● Prompt
Gather every line of the data below that contains the string "striped", and copy each one in full. Case counts, so match only lines where the capitalization is the same.

● Extracted entries
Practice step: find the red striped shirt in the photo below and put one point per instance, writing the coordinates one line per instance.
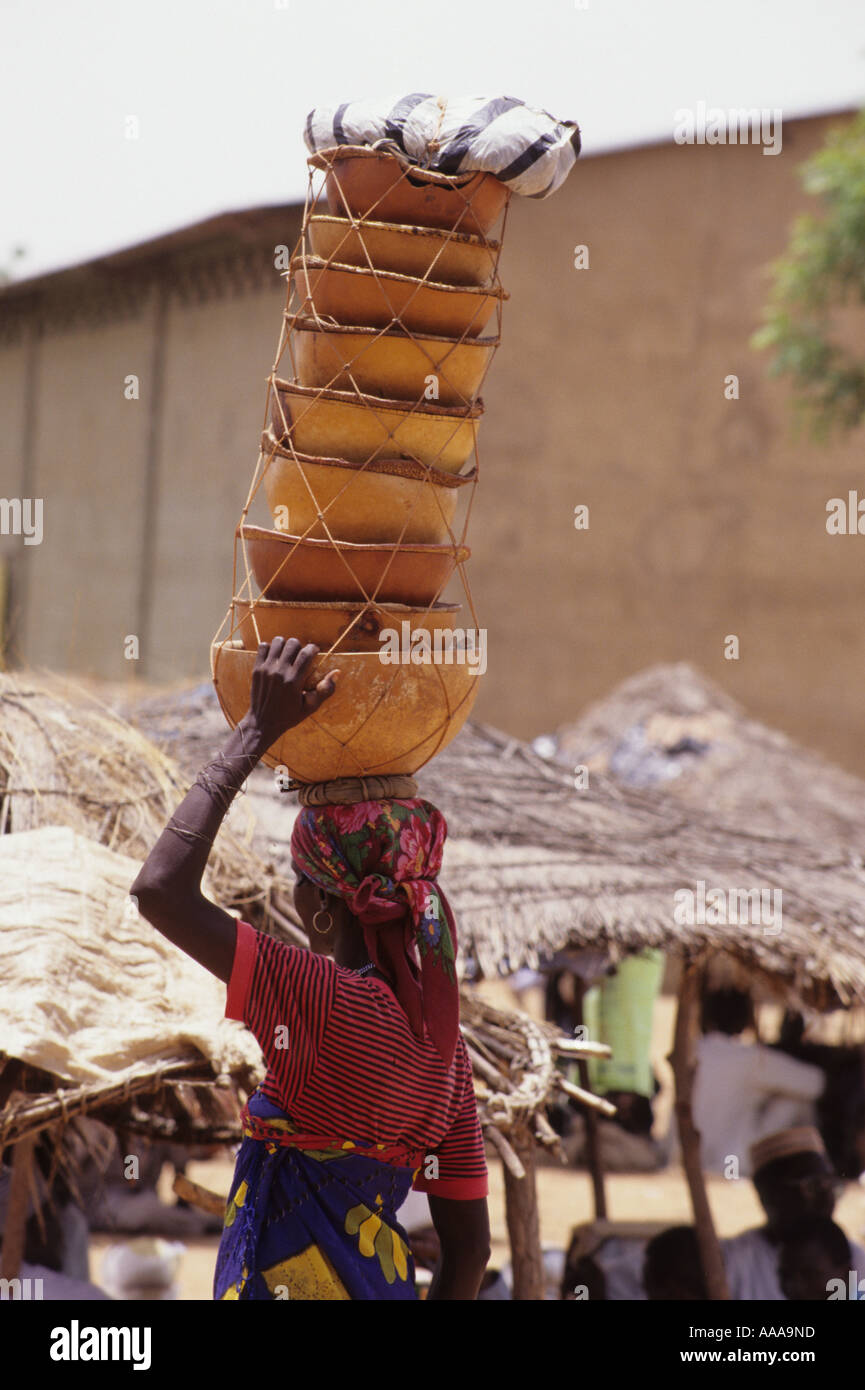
(342, 1059)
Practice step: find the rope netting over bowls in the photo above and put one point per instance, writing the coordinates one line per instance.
(369, 463)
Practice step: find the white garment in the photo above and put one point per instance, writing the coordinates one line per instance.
(751, 1264)
(744, 1091)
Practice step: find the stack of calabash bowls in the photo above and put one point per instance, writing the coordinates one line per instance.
(372, 442)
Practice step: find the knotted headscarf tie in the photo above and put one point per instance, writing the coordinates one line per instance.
(383, 858)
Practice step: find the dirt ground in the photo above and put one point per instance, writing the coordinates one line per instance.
(563, 1193)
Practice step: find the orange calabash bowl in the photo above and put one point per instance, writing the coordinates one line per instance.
(288, 567)
(377, 298)
(338, 626)
(380, 719)
(451, 257)
(360, 428)
(388, 362)
(392, 501)
(366, 182)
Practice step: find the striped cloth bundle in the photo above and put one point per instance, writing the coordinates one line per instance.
(527, 149)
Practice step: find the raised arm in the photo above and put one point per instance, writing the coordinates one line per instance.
(463, 1230)
(168, 887)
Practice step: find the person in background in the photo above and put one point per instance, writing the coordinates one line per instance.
(672, 1269)
(619, 1011)
(744, 1090)
(814, 1261)
(794, 1182)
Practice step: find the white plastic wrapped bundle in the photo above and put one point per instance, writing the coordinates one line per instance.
(527, 149)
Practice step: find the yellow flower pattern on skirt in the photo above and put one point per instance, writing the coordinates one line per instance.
(376, 1239)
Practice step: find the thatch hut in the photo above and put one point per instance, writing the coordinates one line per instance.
(675, 729)
(100, 1022)
(540, 861)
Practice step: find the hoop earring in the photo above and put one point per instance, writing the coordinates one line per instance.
(323, 931)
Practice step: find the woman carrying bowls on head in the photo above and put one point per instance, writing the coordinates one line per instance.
(369, 1084)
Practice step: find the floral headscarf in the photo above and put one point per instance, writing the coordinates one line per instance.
(383, 858)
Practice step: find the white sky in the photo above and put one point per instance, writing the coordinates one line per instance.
(221, 89)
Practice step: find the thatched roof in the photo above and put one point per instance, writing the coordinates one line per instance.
(68, 759)
(95, 1016)
(675, 729)
(534, 865)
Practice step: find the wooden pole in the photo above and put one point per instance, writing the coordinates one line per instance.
(683, 1061)
(522, 1216)
(15, 1214)
(593, 1137)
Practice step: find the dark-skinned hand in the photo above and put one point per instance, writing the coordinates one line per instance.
(278, 699)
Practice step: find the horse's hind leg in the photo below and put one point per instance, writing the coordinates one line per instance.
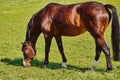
(103, 46)
(98, 52)
(48, 39)
(60, 47)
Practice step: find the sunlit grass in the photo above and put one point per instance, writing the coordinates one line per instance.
(79, 50)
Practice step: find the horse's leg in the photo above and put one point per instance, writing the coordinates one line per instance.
(60, 47)
(48, 39)
(101, 42)
(98, 52)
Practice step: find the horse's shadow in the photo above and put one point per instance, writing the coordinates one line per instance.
(37, 63)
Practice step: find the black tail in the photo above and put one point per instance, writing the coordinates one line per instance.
(115, 35)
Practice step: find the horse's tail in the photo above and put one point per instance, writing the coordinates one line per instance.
(115, 35)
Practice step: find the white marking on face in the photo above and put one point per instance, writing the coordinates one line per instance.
(25, 64)
(64, 65)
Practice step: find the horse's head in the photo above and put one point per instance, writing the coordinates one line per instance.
(28, 53)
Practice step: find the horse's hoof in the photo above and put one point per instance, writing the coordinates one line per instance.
(64, 65)
(44, 66)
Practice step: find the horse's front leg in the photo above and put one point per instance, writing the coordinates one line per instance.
(48, 39)
(61, 50)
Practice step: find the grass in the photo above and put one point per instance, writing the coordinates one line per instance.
(79, 50)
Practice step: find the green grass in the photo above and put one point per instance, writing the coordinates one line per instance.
(79, 50)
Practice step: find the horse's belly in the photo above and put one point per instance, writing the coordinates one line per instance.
(73, 31)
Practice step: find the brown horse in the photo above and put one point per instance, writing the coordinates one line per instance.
(56, 20)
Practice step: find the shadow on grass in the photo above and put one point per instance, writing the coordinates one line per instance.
(51, 65)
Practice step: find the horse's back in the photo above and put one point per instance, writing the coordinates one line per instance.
(69, 20)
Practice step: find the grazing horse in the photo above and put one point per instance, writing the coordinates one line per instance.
(56, 20)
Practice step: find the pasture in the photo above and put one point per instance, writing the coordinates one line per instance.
(79, 50)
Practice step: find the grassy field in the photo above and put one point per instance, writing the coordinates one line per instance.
(14, 16)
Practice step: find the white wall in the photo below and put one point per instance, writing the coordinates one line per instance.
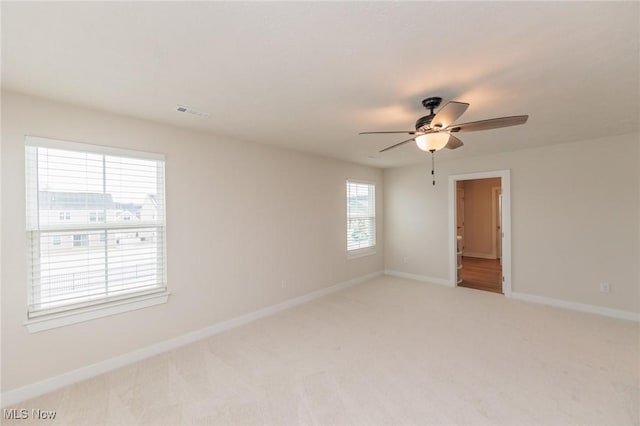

● Solution for this problem
Practice step: find the red striped shirt in the photo below and put one point per instance, writing the coordinates one line per instance.
Practice step: find the striped cloth bundle in the photo above and put one point per instance, writing the coordinates one line per instance.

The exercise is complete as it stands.